▶ **INPUT RECORDS**
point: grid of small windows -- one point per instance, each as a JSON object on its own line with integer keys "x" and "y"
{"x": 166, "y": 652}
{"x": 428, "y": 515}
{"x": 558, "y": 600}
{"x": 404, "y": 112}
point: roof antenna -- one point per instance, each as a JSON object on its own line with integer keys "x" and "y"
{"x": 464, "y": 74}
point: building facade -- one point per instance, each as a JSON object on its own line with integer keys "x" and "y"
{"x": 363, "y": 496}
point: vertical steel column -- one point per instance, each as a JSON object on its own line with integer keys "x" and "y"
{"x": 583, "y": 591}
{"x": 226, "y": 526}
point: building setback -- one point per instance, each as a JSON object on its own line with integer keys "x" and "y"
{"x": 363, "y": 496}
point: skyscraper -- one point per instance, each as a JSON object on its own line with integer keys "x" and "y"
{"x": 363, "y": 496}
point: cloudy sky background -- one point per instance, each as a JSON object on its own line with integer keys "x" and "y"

▶ **TASK TO COMPLETE**
Rewrite the material above, replacing "roof antenna" with "rooftop antenna" and leaving everything else unchanged.

▶ **RESULT OF THIS EXERCISE**
point: grid of small windows -- one point per instance, each as a JSON object on its own line with integer keys "x" and "y"
{"x": 166, "y": 652}
{"x": 428, "y": 515}
{"x": 558, "y": 600}
{"x": 404, "y": 112}
point: rooftop antenna -- one point per instance, each as a JSON object on its own line with integer keys "x" and "y"
{"x": 464, "y": 74}
point: building facade -- one point per instance, each as a JSON object on its own line with integer keys "x" and "y"
{"x": 363, "y": 496}
point: vertical steel column -- one point per instance, each as a JSON object on its own line with integer keys "x" and "y"
{"x": 583, "y": 591}
{"x": 226, "y": 526}
point: building setback -- one point per instance, each as a JSON object on its own line with integer keys "x" and "y"
{"x": 363, "y": 496}
point: skyscraper -- one point per instance, each as a JSON object on its own line with integer keys "x" and "y"
{"x": 363, "y": 496}
point: cloudy sky background -- one point per instance, each as a JSON object on its own line with integer keys "x" and "y"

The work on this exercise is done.